Work to be completed: A verbatim copy of the records is required, with all pictures left out.

# start of Data for this exercise

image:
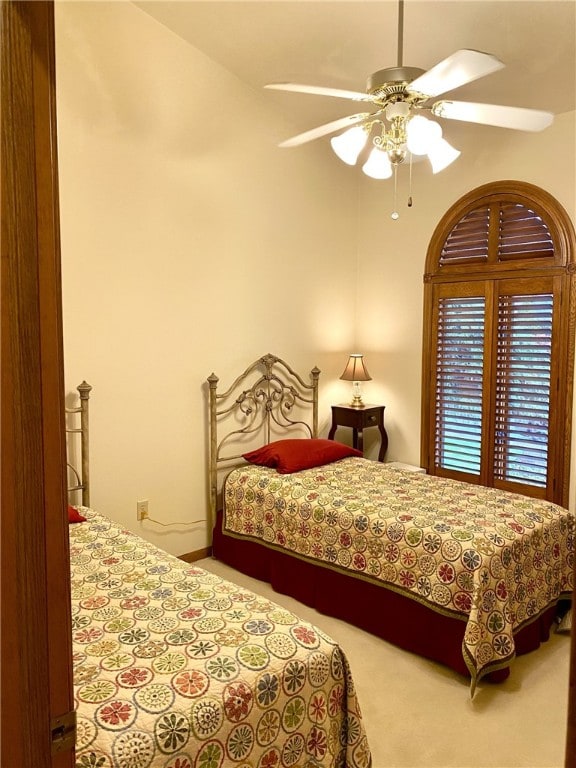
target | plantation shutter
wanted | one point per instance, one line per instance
(498, 342)
(524, 361)
(459, 383)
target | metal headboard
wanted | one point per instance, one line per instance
(81, 478)
(263, 397)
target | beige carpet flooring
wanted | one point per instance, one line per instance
(418, 713)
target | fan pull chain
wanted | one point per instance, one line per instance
(400, 31)
(395, 215)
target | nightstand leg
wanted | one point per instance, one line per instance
(383, 443)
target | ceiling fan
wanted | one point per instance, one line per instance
(401, 97)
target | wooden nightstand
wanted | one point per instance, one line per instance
(359, 419)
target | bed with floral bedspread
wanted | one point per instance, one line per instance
(492, 559)
(175, 667)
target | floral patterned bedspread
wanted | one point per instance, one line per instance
(495, 559)
(176, 668)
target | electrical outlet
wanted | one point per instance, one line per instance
(142, 509)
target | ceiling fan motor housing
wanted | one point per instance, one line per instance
(389, 84)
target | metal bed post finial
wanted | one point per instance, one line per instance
(213, 475)
(315, 374)
(84, 392)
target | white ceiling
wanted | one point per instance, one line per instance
(338, 44)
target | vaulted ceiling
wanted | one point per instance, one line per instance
(338, 44)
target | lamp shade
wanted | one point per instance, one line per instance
(356, 370)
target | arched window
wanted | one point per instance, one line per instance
(499, 307)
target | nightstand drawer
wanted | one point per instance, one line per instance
(359, 419)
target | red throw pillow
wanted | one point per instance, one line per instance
(286, 456)
(74, 516)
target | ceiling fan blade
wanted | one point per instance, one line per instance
(318, 90)
(323, 130)
(519, 118)
(462, 67)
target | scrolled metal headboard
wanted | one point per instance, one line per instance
(81, 477)
(264, 396)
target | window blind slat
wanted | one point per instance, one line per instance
(523, 388)
(459, 382)
(522, 234)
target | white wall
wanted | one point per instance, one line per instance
(190, 245)
(392, 256)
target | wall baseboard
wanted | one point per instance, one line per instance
(199, 554)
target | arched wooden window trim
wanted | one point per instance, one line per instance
(469, 274)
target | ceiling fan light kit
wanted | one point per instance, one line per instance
(398, 128)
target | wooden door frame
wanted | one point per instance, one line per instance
(36, 642)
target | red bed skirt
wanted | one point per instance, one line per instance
(399, 620)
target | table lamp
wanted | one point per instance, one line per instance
(356, 372)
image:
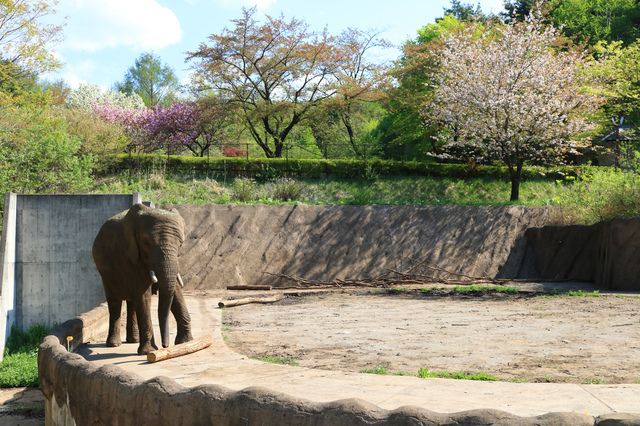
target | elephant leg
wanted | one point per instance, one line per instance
(183, 319)
(115, 310)
(143, 312)
(132, 323)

# end of Data for this exercise

Response to this exercise:
image:
target | plantation shutter
wanted | one point per instance, one line per instance
(498, 342)
(524, 361)
(459, 383)
target | metal headboard
wanted | one point per instance, one line per instance
(81, 478)
(263, 397)
target | beige carpet flooring
wanted | one point per instance, one line per instance
(418, 713)
target | fan pull chain
wanted | one point per instance, one line per instance
(400, 31)
(395, 215)
target | nightstand leg
wanted | one point per instance, one line per instance
(383, 443)
target | ceiling fan
wanted | one point per instance, one line per instance
(401, 97)
target | wooden nightstand
wanted | one point per instance, one line per instance
(359, 419)
target | bed with floral bedspread
wanted | one point per instance, one line per instance
(492, 559)
(175, 667)
target | floral patterned bedspread
wanted | one point per instance, one line per instance
(495, 559)
(176, 668)
target | electrical outlet
wanted | one point per instance, one line per instance
(142, 509)
target | ceiling fan motor housing
wanted | one point per instance, one line per instance
(389, 84)
target | metal bed post finial
wanted | one point per instance, one line per instance
(213, 475)
(315, 374)
(84, 392)
target | white ceiling
wanted | one point per instance, one line per instance
(338, 44)
target | vaulted ceiling
wanted | one point per instance, one line per instance
(338, 44)
target | lamp shade
wanted | one point per instance, one line per instance
(356, 370)
target | arched window
wanted | one point per instance, one line per instance
(499, 307)
target | nightstand drawer
wanted | one point per instance, one line per instance
(359, 419)
target | red throw pillow
wanted | one point per instance, one line per instance
(286, 456)
(74, 516)
target | ceiling fan blade
wanted | one point per instance, one line per instance
(318, 90)
(323, 130)
(519, 118)
(462, 67)
target | scrolled metal headboard
wanted | one point per instance, one line per instance
(81, 477)
(264, 396)
target | window blind slat
wanted | one point per instance, one line per instance
(523, 388)
(459, 382)
(522, 234)
target | white wall
wanted | one point per instance, one line per instance
(190, 245)
(392, 256)
target | wall baseboard
wanted | one point per instance, one line per instance
(199, 554)
target | arched wooden window trim
wanted | one point per instance, one line per instance
(469, 274)
target | ceiling fan light kit
wanted | one point per instance, one line per instance
(398, 128)
target | wooden door frame
wanted | one point per instance, one line per instance
(36, 642)
target | red bed skirt
wanted | one point per instance, one line per instance
(399, 620)
target | table lamp
wanted | one point per instance, one line per instance
(356, 372)
image:
target | elephant leg
wanted | one point per instance, one line per instance
(183, 319)
(115, 310)
(143, 312)
(132, 323)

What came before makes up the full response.